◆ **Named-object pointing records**

━━━━━━━━

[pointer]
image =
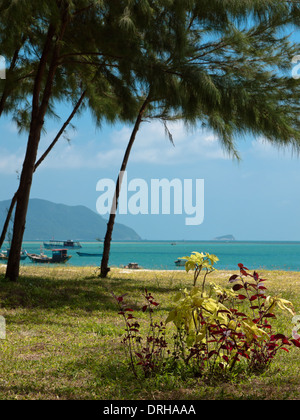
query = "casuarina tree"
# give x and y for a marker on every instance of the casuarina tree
(229, 68)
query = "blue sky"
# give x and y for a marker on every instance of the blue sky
(256, 199)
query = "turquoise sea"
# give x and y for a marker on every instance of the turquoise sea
(162, 254)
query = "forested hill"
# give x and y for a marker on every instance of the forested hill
(47, 220)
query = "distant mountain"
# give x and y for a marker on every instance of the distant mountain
(47, 220)
(225, 238)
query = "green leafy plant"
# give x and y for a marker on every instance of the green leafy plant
(199, 261)
(219, 330)
(216, 329)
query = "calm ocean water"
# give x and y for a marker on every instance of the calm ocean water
(162, 254)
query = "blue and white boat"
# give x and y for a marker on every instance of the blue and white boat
(52, 244)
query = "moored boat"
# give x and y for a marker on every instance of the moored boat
(88, 254)
(180, 263)
(58, 256)
(5, 254)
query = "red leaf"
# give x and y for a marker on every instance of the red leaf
(237, 287)
(277, 337)
(244, 272)
(211, 353)
(255, 275)
(296, 342)
(233, 278)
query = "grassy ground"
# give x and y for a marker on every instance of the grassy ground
(63, 338)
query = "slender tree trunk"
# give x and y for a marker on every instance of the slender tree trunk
(41, 159)
(110, 225)
(39, 109)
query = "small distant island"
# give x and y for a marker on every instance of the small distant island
(225, 238)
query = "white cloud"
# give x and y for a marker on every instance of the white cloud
(151, 146)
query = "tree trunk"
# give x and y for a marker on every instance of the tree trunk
(39, 109)
(13, 264)
(41, 159)
(110, 225)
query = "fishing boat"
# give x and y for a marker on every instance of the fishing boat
(133, 266)
(5, 254)
(89, 254)
(52, 244)
(180, 263)
(58, 256)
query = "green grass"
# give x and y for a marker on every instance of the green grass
(64, 333)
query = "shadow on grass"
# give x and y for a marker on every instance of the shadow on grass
(84, 293)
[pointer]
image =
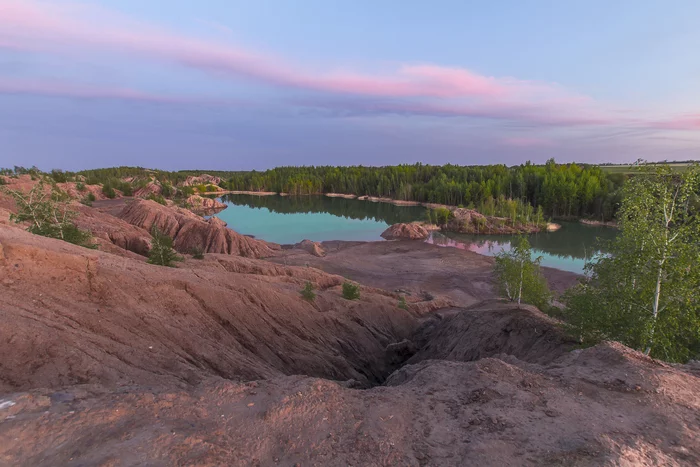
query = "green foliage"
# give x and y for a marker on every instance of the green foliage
(351, 291)
(58, 176)
(519, 277)
(561, 190)
(307, 292)
(157, 198)
(644, 293)
(442, 216)
(48, 213)
(162, 252)
(186, 191)
(197, 252)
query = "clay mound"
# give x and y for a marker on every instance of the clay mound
(471, 221)
(313, 248)
(78, 316)
(405, 232)
(151, 188)
(436, 413)
(118, 232)
(490, 329)
(204, 179)
(200, 203)
(191, 231)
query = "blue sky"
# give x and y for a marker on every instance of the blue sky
(240, 85)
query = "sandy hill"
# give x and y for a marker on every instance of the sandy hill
(107, 360)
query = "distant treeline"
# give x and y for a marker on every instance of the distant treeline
(562, 190)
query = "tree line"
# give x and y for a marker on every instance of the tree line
(561, 190)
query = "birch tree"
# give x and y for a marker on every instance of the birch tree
(519, 277)
(47, 212)
(646, 292)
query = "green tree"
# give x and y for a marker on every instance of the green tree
(644, 293)
(308, 292)
(351, 291)
(48, 213)
(519, 277)
(162, 252)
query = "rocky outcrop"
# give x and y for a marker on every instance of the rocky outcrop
(200, 203)
(406, 232)
(190, 231)
(151, 188)
(473, 222)
(313, 248)
(203, 179)
(79, 316)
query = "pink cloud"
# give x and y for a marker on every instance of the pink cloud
(683, 122)
(415, 89)
(528, 142)
(54, 88)
(66, 28)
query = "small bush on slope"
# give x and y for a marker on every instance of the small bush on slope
(351, 291)
(162, 252)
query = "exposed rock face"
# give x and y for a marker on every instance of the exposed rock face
(83, 316)
(110, 228)
(470, 221)
(489, 329)
(203, 179)
(189, 230)
(313, 248)
(152, 188)
(406, 232)
(134, 364)
(200, 203)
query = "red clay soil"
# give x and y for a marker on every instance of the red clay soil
(110, 361)
(190, 231)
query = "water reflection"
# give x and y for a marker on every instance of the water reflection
(349, 208)
(567, 249)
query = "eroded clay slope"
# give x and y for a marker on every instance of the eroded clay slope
(192, 231)
(69, 315)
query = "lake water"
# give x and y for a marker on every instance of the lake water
(283, 220)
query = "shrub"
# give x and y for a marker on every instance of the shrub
(185, 191)
(197, 252)
(351, 291)
(49, 215)
(162, 252)
(308, 292)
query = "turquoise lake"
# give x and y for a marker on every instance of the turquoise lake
(285, 220)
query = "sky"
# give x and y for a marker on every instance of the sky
(240, 84)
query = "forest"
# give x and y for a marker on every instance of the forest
(562, 190)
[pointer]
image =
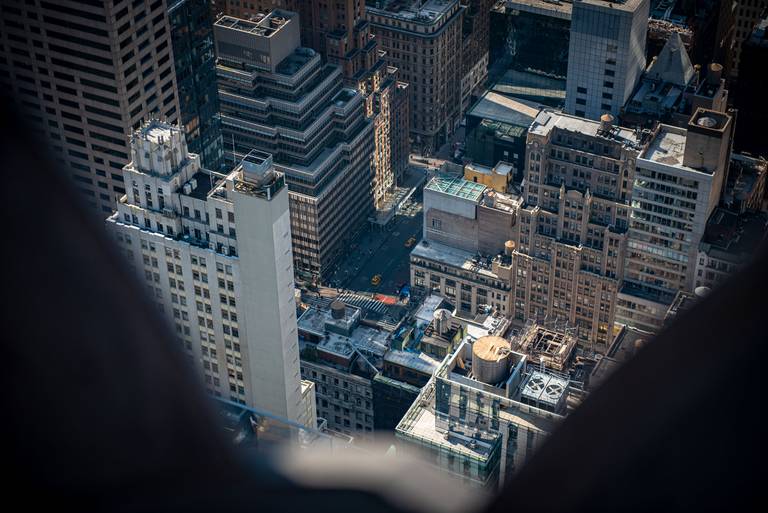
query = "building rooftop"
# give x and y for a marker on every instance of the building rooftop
(553, 348)
(201, 184)
(673, 64)
(547, 120)
(497, 107)
(552, 8)
(420, 361)
(417, 11)
(263, 24)
(456, 186)
(616, 5)
(451, 256)
(624, 346)
(318, 321)
(544, 387)
(532, 86)
(420, 423)
(295, 61)
(667, 147)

━━━━━━━━

◆ **PROBLEM**
Return the material word for word. Pictures are not part of the copy.

◆ **EXERCISE OUTPUT**
[pointer]
image =
query = "casuarina tree"
# give x and y for a marker on every instance of the casuarina tree
(229, 68)
query = "blue sky"
# give x and y for a marker on every instance of the blue sky
(256, 199)
query = "turquoise sea"
# give x and y for a marker on every instance of the turquoise sea
(162, 254)
query = "forested hill"
# give x and y for a marker on every instance of the forested hill
(47, 220)
query = "distant mountain"
# give x and y for a marker on every instance of the distant mountain
(47, 220)
(225, 238)
query = "green leafy plant"
# give x and y for a marker on every instance of the green leafy plant
(199, 261)
(219, 330)
(216, 329)
query = "calm ocean water"
# give x and y for a marker on every instance of the calm ocean water
(162, 254)
query = "blue and white boat"
# give x and y for a marker on every instance of the blue and white boat
(52, 244)
query = "moored boat"
# give x and y for a marker on every instance of the moored boat
(88, 254)
(180, 263)
(58, 256)
(5, 254)
query = "red leaf"
# give x and y for a marker on every instance of the red leaf
(237, 287)
(277, 337)
(244, 272)
(211, 353)
(255, 275)
(296, 342)
(233, 278)
query = "grassy ground"
# give x and y for a marker on every instance of the grassy ground
(63, 338)
query = "slender tree trunk"
# give x and y for a marker on every instance of the slender tree trunk
(41, 159)
(110, 225)
(39, 109)
query = "small distant island"
# give x and y for a marker on every instance of the small distant island
(225, 238)
query = "white cloud"
# give x and y for a marker on every instance of the white cloud
(151, 146)
query = "tree trunk"
# give x and y for a marker on every instance of the tree trunk
(39, 109)
(13, 264)
(41, 159)
(110, 225)
query = "fishing boat"
# give x and y for a marker on every instance of the fishing boat
(133, 266)
(5, 254)
(89, 254)
(52, 244)
(180, 263)
(58, 256)
query = "green grass"
# give x and y for a marker on every instance of the green grass
(64, 333)
query = "shadow on grass"
# give x and y for a marker on every instance of the shadow on grass
(84, 293)
[pointer]
image =
query = "green foliage"
# give x and y for a marker on every instance of the green foliage
(351, 291)
(58, 176)
(519, 277)
(561, 190)
(307, 292)
(157, 198)
(644, 293)
(442, 216)
(48, 213)
(162, 252)
(186, 191)
(197, 252)
query = "clay mound"
# give x and y for a marker on every instance of the clay mound
(471, 221)
(313, 248)
(78, 316)
(405, 232)
(151, 188)
(436, 413)
(118, 232)
(490, 329)
(204, 179)
(200, 203)
(191, 231)
query = "blue sky"
# give x and y for a marker on every instance of the blue sky
(240, 85)
query = "sandy hill"
# give x and y for a marker on every instance of the sandy hill
(107, 360)
query = "distant treeline"
# give x and y for a marker on every instance of the distant treeline
(562, 190)
query = "tree line"
# give x and y for a marker on every instance of the tree line
(561, 190)
query = "birch tree"
# give x and y for a marker on every instance of the birch tree
(519, 277)
(47, 212)
(646, 292)
query = "green tree"
# give x and y for a marker on every instance of the green tree
(644, 293)
(308, 292)
(351, 291)
(48, 213)
(519, 277)
(162, 252)
query = "rocky outcrop"
# give x and y for a marker on every instance of the rocky outcrop
(200, 203)
(406, 232)
(190, 231)
(151, 188)
(473, 222)
(313, 248)
(203, 179)
(79, 316)
query = "pink cloud"
# give x and y for a marker on every instance of the pink cloud
(683, 122)
(415, 89)
(528, 142)
(54, 88)
(66, 28)
query = "small bush on slope"
# give x and y for a marker on every instance of the small bush on slope
(351, 291)
(162, 252)
query = "exposed rock face"
# give x and y for a marker on every instance of the exposed rock face
(83, 316)
(110, 228)
(470, 221)
(489, 329)
(203, 179)
(189, 230)
(313, 248)
(152, 188)
(406, 232)
(134, 364)
(200, 203)
query = "red clay soil"
# give x and y for a marker on every instance of the red clay soil
(110, 361)
(190, 231)
query = "water reflection"
# give x and y for a marker on every instance of the water reflection
(349, 208)
(567, 249)
query = "eroded clay slope"
# give x and y for a marker on every instance of the eroded clay slope
(192, 231)
(69, 315)
query = "lake water"
# give x and y for a marker on every instance of the lake water
(283, 220)
query = "shrub"
# give x and y for a marker on every instance of the shrub
(185, 191)
(197, 252)
(351, 291)
(49, 215)
(162, 252)
(308, 292)
query = "turquoise lake"
# give x and y for a marker on every instance of the turquoise lake
(285, 220)
query = "sky"
# give x and y for a marker on every instance of the sky
(240, 84)
query = "forest"
# give x and y for a marker on every instance of the forest
(562, 190)
[pointer]
image =
query = "building rooftop"
# give x and y for a marker on every instance of the building rooftop
(553, 348)
(201, 184)
(673, 64)
(547, 120)
(497, 107)
(552, 8)
(420, 361)
(417, 11)
(263, 24)
(456, 186)
(616, 5)
(451, 256)
(624, 346)
(318, 321)
(544, 387)
(532, 86)
(420, 423)
(295, 61)
(667, 147)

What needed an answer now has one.